Task directions: Quote the listing below word for word, and leave the pictures out of your answer.

Task inputs:

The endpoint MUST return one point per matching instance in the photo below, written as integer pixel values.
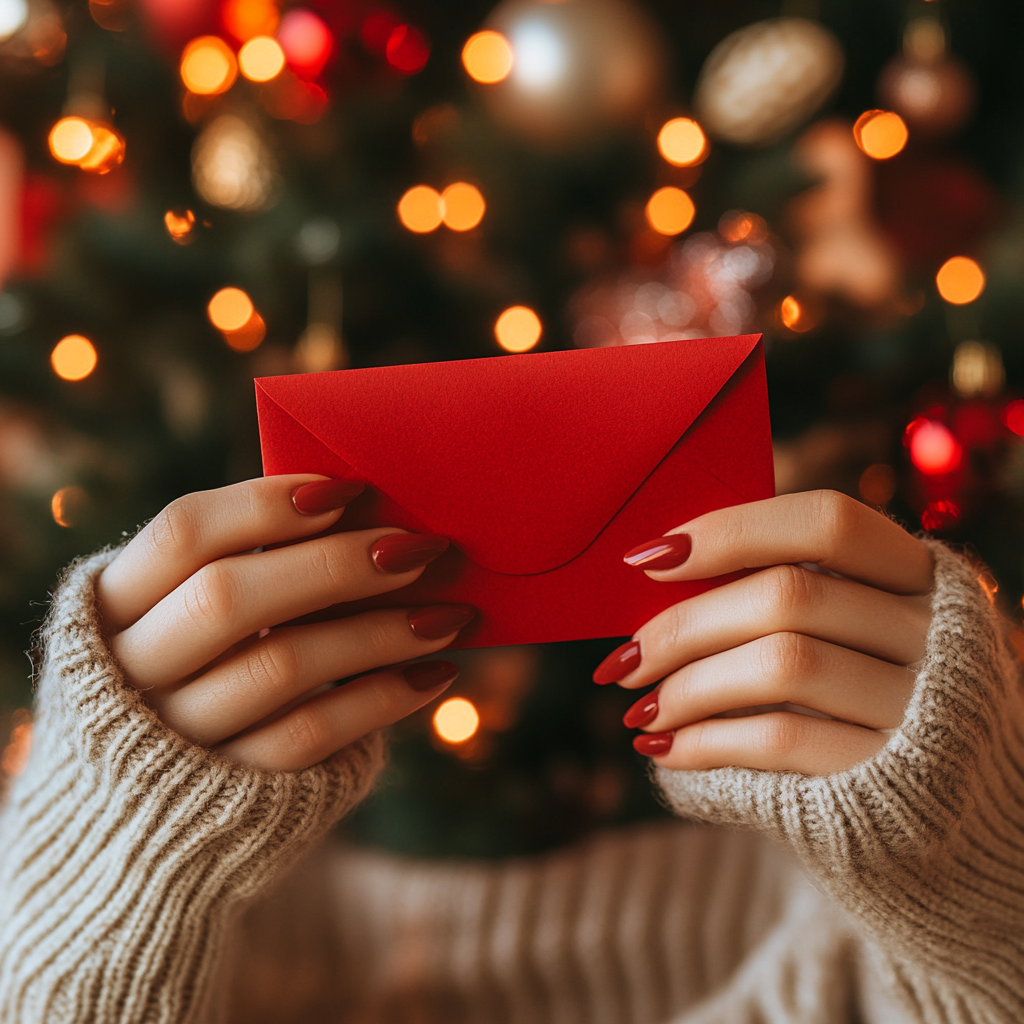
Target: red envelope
(543, 469)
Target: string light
(457, 720)
(261, 58)
(208, 67)
(421, 210)
(487, 57)
(670, 211)
(881, 134)
(74, 357)
(960, 281)
(71, 139)
(518, 329)
(683, 142)
(462, 207)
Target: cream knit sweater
(143, 880)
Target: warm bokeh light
(68, 505)
(74, 357)
(229, 309)
(261, 58)
(208, 67)
(878, 484)
(880, 133)
(487, 57)
(248, 18)
(456, 720)
(71, 139)
(670, 211)
(421, 209)
(462, 207)
(179, 225)
(960, 281)
(306, 41)
(934, 451)
(518, 329)
(682, 142)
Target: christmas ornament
(932, 90)
(578, 67)
(763, 81)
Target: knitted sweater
(144, 880)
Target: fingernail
(423, 676)
(619, 664)
(325, 496)
(440, 620)
(404, 552)
(665, 553)
(652, 743)
(642, 713)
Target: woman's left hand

Final result:
The endpoint MUST return one point per matching instance in the photo below, written as integer pixel values.
Target: red envelope
(543, 469)
Target: string light
(457, 720)
(261, 58)
(208, 67)
(421, 210)
(487, 57)
(670, 211)
(881, 134)
(74, 357)
(960, 281)
(71, 139)
(518, 329)
(683, 142)
(462, 207)
Target: cream knit sweater
(143, 880)
Target: warm bokeh light
(68, 505)
(74, 357)
(229, 309)
(261, 58)
(208, 67)
(878, 484)
(880, 133)
(487, 57)
(248, 18)
(456, 720)
(71, 139)
(670, 211)
(421, 209)
(462, 207)
(179, 225)
(960, 281)
(306, 41)
(934, 451)
(518, 329)
(682, 142)
Target: christmas ornament
(932, 90)
(578, 67)
(763, 81)
Target: knitted sweater
(144, 880)
Target: fingernail
(423, 676)
(619, 664)
(325, 496)
(440, 620)
(404, 552)
(665, 553)
(652, 743)
(642, 713)
Target: woman's left hand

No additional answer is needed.